- [Stated task A]:
In the forum thread below, which state does happi_g_more2 name in the post dated Jan 27, 2014?

::::

If there is a point that you think you can make, then make it man. Otherwise, admit what you said was rubbish and back away.


----------



## usmarriedguy (Dec 9, 2013)

happi_g_more2 you are totally clueless. 

But one more obscure reference -you are in the wrong pond.

(and no, it has nothing to do with the bible)


----------



## happi_g_more2 (Jan 27, 2014)

not even gonna response past this. uneducated halfwits. Texas!?!? figures.


----------



## usmarriedguy (Dec 9, 2013)

:rofl::rofl::rofl::rofl::rofl:

You crack me up dude.

"I'm not going to respond to this, I'll just say...."


----------



## Plan 9 from OS (Jul 13, 2012)

::::

- [Stated task B]:
Count the lines of the records that contain the word "mark", and give only that number.

- [Records for the task]:
::::

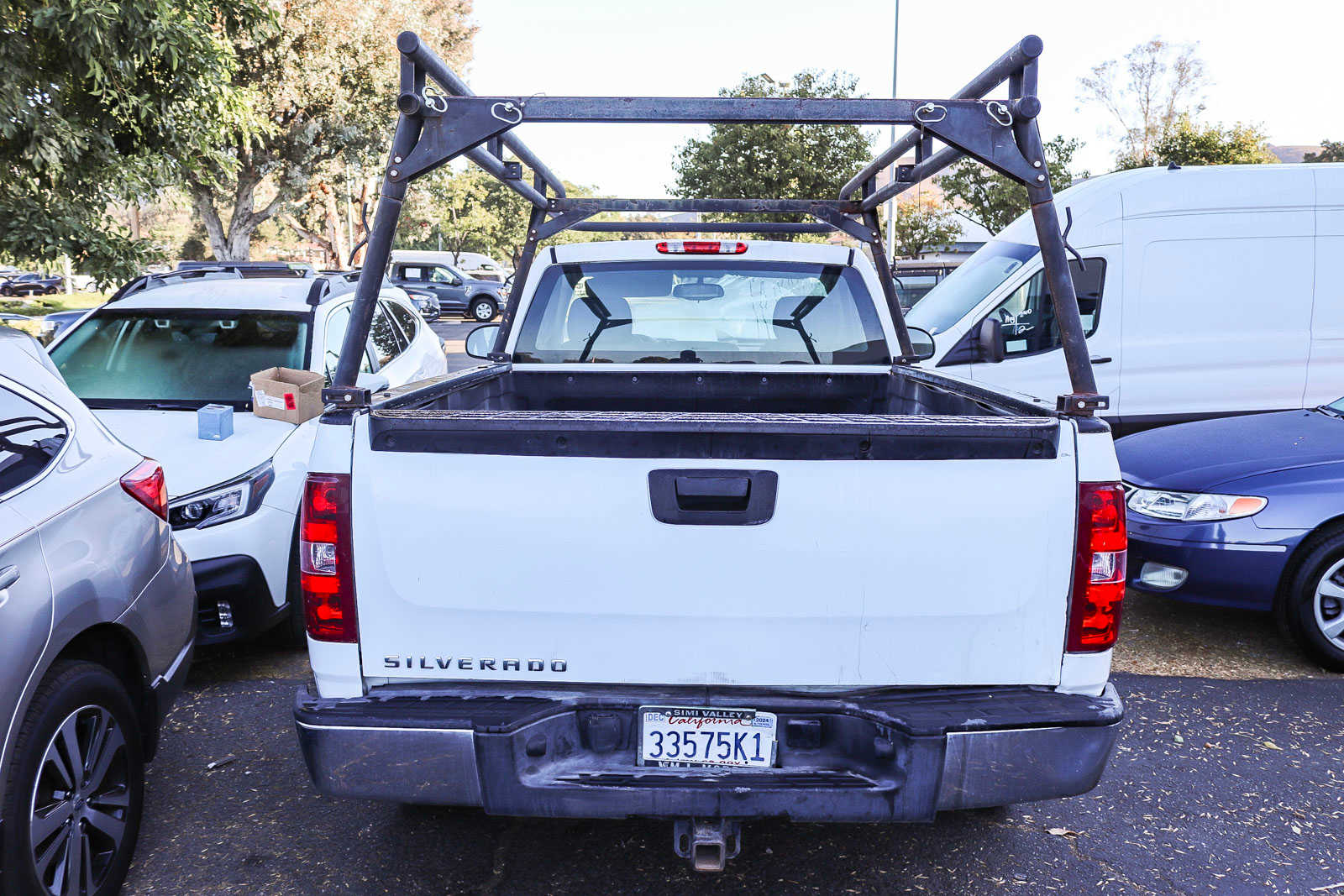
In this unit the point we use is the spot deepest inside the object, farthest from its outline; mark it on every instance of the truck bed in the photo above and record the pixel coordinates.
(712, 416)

::::

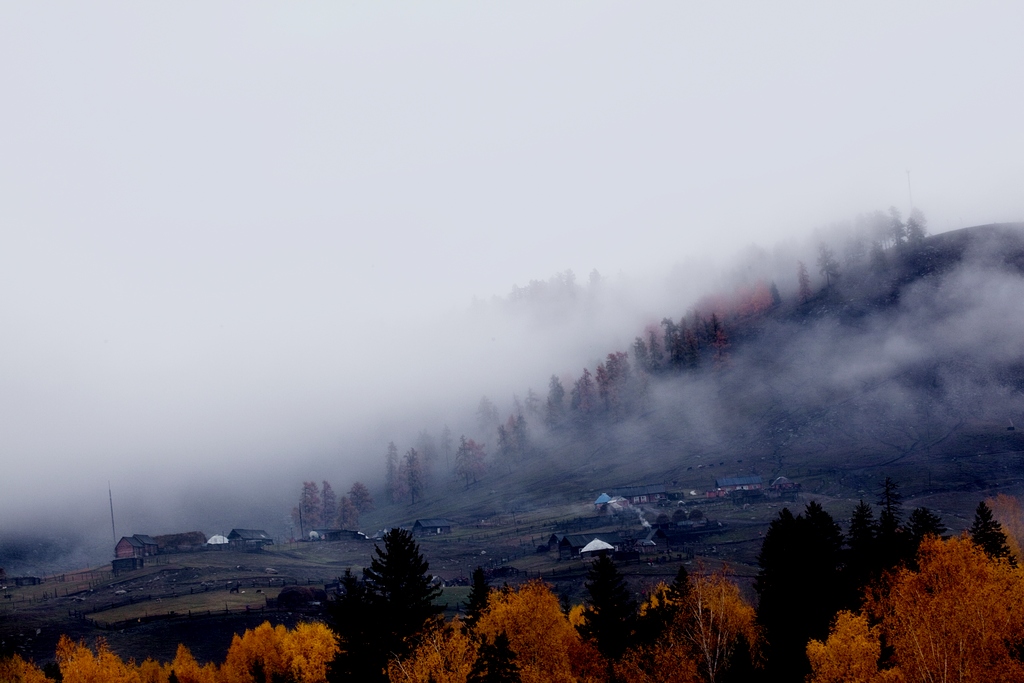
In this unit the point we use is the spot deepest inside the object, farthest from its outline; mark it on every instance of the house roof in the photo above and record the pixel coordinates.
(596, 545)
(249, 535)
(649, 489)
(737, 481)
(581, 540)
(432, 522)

::::

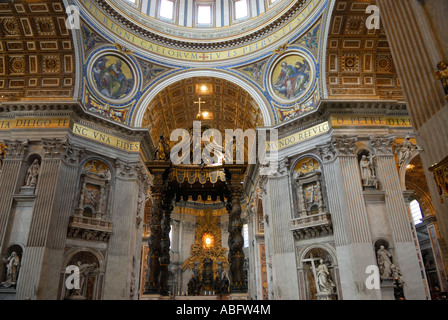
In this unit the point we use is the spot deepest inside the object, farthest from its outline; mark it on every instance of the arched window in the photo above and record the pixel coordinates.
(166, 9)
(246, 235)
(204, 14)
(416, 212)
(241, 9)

::::

- [Expected output A]:
Texas

- [Expected output B]:
3